*Required task*
Output the line containing "of the rope" and all subsequent lines of the listing below, copied exactly, with no other lines.

### Records for this task

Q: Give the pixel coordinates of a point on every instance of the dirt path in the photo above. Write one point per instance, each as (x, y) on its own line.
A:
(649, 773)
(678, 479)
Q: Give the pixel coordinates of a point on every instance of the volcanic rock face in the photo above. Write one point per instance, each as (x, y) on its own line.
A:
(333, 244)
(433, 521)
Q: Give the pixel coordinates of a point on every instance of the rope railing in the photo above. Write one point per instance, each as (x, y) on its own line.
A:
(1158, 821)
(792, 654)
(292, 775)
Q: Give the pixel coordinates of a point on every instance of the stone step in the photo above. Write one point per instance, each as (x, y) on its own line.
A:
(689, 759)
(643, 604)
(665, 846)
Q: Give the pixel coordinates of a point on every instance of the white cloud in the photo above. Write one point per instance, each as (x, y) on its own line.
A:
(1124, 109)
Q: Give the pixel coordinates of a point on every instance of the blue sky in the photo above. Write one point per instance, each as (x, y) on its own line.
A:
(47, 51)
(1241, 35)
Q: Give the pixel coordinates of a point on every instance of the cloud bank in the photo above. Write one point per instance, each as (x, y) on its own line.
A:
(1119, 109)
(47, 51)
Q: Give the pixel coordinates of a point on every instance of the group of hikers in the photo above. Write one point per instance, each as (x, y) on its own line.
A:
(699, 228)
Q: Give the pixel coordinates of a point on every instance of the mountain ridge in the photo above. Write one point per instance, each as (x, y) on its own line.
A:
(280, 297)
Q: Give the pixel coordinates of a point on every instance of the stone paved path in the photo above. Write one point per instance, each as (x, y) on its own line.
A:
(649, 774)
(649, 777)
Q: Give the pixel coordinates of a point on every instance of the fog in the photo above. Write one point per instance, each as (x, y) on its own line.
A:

######

*Exercise response*
Q: Give the pixel coordinates of a point on every instance of the rope railing in the photo above. Write one point per instance, each as (x, y) on its own line.
A:
(1158, 821)
(792, 654)
(292, 775)
Q: Give the pixel coordinates of a point on every instance of the stone step in the photo above. Write one point per instance, each as (x, y) on its own line.
A:
(689, 759)
(643, 604)
(665, 846)
Q: Give the pixel coordinates of a point on every instance of the white cloud in the photo above. Write one point per instance, each as (x, y) on its own line.
A:
(1124, 109)
Q: Give the pixel coordinates of a point on every instance of the blue sky in the photo above. Write one point per instance, each as (x, y) on its own line.
A:
(47, 51)
(1241, 35)
Q: Give the pixel coordinates of a point on every instance of the cloud bank in the photo above. Write one point per instance, each as (x, y) on its own line.
A:
(1119, 109)
(47, 51)
Q: Give the pixel coordinates of a point on every instance of the group of hikers in the photo above. Write one point per instance, each as (x, y) on its own line.
A:
(699, 228)
Q: Give the pixel coordinates of a point on every instance of the mountain ridge in the photo above. Write one point per instance, each as (x, y) on its own line.
A:
(280, 297)
Q: Give the pixel coordinates of a point on every instance of the stone paved path in the photo above. Write one point per instance, each as (x, y) on its own line.
A:
(649, 774)
(649, 777)
Q: Give the pixel coordinates of a point on every instance of the fog in the photo above. Write one point per instance, each as (x, y) on its own line.
A:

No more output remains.